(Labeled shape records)

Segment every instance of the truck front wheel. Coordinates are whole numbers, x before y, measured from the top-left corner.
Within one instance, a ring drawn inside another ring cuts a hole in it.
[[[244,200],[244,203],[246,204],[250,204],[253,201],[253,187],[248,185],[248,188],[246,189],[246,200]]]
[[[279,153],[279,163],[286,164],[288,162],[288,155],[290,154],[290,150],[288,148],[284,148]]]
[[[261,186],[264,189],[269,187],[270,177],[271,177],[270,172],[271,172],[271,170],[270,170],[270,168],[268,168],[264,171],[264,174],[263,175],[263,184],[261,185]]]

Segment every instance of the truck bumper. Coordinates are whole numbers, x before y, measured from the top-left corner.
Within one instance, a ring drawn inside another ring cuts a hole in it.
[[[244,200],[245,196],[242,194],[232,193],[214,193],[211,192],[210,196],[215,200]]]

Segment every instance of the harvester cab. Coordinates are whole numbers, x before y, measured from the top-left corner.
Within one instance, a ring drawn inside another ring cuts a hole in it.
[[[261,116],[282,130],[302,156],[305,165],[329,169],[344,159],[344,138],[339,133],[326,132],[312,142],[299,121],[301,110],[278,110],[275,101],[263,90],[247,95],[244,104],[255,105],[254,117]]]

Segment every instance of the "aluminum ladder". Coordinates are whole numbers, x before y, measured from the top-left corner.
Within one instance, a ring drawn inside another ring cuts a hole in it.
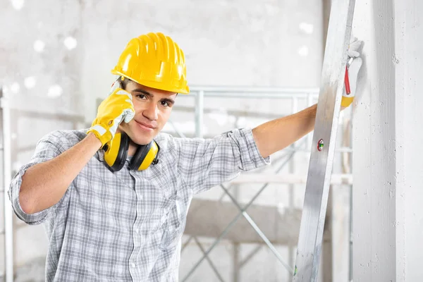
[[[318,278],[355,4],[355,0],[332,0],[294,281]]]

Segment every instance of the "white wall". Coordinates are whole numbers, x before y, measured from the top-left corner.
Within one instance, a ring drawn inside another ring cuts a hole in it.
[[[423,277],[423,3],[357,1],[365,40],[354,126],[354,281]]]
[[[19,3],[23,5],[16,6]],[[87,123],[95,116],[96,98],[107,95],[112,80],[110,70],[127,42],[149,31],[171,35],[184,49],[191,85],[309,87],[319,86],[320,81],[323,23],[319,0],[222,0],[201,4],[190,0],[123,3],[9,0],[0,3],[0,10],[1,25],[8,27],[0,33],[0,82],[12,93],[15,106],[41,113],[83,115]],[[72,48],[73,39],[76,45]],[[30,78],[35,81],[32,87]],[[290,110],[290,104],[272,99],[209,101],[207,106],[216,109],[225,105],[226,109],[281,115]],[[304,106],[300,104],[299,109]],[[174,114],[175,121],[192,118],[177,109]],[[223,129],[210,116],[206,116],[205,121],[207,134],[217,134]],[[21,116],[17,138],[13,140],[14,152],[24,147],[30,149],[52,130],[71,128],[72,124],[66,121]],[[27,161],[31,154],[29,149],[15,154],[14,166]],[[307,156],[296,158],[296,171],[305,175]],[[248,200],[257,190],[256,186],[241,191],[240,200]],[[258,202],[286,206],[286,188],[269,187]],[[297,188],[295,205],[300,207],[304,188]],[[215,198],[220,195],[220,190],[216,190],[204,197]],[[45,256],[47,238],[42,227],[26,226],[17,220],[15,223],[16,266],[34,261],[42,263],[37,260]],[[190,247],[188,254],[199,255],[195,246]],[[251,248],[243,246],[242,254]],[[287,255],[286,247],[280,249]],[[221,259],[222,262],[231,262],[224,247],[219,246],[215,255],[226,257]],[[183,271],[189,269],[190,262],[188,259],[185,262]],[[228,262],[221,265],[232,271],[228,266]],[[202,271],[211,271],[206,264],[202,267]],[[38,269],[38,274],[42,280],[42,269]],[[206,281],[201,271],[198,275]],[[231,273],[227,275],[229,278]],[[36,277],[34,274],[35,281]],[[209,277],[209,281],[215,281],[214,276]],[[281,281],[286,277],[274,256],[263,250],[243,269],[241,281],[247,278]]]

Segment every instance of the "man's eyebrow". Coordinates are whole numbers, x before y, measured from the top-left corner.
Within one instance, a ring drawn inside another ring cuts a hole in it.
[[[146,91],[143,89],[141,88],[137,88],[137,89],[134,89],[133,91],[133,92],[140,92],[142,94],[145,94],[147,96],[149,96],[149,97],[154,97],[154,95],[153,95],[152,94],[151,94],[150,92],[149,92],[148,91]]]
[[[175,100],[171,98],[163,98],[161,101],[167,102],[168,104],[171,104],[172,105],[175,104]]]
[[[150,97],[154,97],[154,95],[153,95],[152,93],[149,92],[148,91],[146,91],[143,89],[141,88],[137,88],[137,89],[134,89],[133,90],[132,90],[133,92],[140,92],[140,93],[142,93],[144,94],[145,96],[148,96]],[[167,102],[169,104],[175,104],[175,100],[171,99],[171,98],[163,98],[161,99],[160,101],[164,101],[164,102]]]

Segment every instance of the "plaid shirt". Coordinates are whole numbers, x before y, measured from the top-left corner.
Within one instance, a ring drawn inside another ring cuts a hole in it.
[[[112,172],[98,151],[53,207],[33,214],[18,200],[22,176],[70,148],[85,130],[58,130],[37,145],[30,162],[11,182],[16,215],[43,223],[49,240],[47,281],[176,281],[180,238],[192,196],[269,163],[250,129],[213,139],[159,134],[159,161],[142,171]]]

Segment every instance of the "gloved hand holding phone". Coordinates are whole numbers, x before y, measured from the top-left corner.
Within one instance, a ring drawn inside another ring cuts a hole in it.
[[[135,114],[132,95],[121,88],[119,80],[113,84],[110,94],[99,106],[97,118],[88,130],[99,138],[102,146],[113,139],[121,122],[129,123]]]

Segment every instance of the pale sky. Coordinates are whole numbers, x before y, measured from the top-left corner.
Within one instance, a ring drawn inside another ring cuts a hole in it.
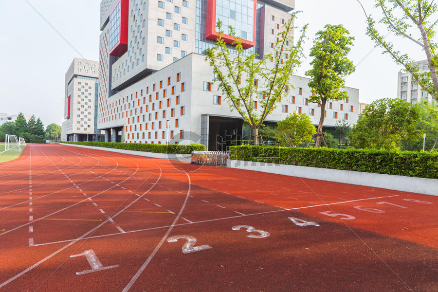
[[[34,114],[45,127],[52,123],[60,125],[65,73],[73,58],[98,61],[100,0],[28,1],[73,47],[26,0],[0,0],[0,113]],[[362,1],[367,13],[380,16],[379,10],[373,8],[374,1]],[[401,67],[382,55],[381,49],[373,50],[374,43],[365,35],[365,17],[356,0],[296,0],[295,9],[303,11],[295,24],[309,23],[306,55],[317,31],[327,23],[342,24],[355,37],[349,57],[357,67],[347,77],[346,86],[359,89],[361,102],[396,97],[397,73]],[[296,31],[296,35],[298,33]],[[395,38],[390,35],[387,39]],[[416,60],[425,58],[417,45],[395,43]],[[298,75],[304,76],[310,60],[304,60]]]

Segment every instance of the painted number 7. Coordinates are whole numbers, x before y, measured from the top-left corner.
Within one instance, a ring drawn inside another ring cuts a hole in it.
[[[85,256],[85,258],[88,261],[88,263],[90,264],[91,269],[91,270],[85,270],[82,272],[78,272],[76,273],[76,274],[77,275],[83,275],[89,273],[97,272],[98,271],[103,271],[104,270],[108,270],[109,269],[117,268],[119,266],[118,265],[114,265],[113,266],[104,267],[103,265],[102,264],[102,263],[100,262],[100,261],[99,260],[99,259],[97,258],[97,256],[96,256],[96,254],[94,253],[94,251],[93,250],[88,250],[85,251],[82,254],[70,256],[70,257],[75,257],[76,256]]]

* * *

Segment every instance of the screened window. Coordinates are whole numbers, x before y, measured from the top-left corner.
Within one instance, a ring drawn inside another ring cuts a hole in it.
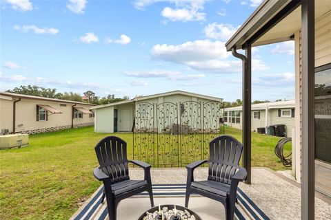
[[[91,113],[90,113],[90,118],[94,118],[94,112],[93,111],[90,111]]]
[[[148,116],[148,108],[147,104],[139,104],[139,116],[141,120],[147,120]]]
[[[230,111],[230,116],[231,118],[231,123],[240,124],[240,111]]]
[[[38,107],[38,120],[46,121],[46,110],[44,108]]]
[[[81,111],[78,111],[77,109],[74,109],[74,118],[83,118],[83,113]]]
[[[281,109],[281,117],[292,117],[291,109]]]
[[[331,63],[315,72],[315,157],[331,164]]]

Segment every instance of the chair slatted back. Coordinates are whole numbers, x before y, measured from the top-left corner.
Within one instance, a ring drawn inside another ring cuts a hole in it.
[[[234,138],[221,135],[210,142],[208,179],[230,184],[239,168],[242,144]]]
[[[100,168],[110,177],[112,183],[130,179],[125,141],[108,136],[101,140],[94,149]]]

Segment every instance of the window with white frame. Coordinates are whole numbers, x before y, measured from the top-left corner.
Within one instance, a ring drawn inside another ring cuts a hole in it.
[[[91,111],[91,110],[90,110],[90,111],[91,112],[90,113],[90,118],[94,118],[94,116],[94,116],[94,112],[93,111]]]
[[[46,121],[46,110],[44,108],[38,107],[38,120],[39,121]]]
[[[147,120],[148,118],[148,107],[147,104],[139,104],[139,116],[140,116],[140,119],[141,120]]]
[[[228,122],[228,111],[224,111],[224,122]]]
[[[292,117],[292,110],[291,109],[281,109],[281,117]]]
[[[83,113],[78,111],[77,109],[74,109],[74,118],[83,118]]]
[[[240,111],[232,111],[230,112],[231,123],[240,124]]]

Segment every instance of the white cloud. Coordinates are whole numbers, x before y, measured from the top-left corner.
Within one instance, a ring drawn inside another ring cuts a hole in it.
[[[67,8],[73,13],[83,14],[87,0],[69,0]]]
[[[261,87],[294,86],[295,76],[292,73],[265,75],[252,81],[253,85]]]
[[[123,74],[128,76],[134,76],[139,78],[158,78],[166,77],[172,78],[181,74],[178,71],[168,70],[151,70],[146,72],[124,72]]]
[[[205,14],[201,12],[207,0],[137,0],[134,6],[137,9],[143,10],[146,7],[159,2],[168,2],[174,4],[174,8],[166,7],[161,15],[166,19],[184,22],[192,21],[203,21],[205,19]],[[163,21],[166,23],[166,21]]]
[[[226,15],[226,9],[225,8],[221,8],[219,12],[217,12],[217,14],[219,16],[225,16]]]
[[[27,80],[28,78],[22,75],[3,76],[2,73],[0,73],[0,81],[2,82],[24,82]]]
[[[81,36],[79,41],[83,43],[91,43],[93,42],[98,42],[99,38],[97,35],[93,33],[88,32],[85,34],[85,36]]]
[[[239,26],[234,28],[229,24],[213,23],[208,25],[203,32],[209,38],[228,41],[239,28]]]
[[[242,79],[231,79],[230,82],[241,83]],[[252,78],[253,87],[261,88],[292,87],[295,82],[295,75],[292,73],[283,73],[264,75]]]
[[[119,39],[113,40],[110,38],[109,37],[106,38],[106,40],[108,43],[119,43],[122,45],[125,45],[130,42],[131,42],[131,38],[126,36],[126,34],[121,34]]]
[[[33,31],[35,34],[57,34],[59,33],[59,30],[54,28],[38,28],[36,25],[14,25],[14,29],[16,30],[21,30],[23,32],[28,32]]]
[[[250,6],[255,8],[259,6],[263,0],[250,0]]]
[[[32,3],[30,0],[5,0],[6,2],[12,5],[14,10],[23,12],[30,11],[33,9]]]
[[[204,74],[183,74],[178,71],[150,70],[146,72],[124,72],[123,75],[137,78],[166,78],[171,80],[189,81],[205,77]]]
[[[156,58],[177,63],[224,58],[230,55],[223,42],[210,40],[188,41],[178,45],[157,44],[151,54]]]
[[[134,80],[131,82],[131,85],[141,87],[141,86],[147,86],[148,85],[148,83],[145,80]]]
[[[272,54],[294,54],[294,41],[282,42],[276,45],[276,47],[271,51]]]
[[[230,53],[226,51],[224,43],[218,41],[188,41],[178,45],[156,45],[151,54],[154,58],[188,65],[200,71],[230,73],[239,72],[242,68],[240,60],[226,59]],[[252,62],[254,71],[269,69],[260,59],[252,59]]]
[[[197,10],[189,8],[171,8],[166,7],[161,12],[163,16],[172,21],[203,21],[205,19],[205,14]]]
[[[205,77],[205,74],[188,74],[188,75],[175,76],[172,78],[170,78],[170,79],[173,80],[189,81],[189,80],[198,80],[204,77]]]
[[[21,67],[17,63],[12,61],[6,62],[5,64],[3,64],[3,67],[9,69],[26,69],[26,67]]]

==

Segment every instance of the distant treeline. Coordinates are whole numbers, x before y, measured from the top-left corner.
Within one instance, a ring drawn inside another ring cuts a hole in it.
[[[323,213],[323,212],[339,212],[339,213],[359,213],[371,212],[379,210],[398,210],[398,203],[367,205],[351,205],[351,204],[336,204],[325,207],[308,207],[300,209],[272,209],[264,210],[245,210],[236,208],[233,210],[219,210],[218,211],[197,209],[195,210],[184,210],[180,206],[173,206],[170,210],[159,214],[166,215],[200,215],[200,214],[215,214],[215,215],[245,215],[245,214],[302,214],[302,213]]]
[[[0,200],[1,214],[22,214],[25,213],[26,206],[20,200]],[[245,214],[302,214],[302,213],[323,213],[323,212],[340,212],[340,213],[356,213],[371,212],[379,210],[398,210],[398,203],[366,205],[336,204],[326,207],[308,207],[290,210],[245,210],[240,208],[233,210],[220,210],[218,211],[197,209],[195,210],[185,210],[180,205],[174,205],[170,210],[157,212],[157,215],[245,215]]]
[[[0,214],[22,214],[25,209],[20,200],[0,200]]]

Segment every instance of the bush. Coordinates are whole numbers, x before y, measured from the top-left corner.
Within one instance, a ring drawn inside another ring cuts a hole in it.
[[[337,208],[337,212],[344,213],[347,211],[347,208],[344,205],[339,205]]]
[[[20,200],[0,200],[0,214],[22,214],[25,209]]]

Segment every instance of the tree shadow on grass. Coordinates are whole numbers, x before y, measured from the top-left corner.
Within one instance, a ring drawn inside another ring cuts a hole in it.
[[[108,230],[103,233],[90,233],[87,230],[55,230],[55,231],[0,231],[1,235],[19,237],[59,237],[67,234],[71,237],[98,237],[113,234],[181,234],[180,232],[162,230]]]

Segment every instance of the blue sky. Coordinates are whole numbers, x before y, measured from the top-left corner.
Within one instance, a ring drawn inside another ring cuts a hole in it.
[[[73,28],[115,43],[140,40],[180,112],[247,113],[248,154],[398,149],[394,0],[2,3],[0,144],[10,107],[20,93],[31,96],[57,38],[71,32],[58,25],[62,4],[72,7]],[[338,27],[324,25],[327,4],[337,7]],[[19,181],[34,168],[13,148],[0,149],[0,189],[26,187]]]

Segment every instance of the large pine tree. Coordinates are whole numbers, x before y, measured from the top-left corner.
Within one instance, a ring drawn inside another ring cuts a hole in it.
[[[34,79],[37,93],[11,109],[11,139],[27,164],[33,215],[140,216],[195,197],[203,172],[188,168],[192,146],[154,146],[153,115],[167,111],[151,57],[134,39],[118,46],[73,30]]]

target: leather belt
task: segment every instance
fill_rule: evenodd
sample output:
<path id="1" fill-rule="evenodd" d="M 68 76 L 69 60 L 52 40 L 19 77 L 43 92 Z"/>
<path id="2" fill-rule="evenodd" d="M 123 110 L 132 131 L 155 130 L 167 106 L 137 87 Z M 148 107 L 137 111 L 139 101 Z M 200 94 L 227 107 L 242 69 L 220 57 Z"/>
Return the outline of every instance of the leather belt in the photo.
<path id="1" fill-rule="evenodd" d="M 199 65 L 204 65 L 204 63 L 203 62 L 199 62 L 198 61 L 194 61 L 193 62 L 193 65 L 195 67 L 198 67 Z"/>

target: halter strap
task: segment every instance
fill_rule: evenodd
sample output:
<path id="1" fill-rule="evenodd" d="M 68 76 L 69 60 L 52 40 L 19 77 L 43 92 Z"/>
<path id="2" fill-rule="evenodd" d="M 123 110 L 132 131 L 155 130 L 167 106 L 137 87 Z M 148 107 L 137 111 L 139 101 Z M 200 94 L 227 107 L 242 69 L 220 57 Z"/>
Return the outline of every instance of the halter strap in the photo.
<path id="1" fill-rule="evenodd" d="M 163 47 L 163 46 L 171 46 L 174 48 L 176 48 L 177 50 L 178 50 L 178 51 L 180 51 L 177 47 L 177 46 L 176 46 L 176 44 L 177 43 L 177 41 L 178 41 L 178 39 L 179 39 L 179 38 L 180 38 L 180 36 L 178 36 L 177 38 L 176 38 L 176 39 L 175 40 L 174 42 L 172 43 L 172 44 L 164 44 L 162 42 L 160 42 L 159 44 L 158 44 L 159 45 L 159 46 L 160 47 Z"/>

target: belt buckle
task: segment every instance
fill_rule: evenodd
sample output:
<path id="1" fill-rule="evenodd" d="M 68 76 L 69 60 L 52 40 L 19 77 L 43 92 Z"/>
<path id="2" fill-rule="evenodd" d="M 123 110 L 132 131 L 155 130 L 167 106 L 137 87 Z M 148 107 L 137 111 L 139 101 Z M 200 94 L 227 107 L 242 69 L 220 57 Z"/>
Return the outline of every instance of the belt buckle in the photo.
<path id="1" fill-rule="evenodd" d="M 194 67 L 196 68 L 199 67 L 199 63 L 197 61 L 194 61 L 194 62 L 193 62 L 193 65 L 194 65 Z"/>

Exercise instructions:
Format the part of the records that opens with the line containing "Segment every instance of the screened" and closes with the line containing "[[[281,109],[281,117],[292,117],[291,109]]]" as a Markdown table with the columns Row and Line, numbering each line and skipping any blank ones. Leave the pictures out of the table.

Written reply:
| Row | Line |
|---|---|
| 1 | Segment every instance of the screened window. Coordinates are whole numbers, x before y, measured from the top-left corner. |
| 2 | Within one instance, a ring drawn inside another ring cuts a hole in it. |
| 3 | [[[91,113],[90,113],[90,118],[94,118],[94,112],[93,111],[90,111]]] |
| 4 | [[[148,116],[148,108],[147,104],[139,104],[139,116],[141,120],[147,120]]] |
| 5 | [[[230,111],[230,116],[231,118],[231,123],[240,124],[240,111]]] |
| 6 | [[[38,107],[38,120],[46,121],[46,110],[44,108]]] |
| 7 | [[[81,111],[78,111],[77,109],[74,109],[74,118],[83,118],[83,113]]] |
| 8 | [[[281,109],[281,117],[292,117],[291,109]]] |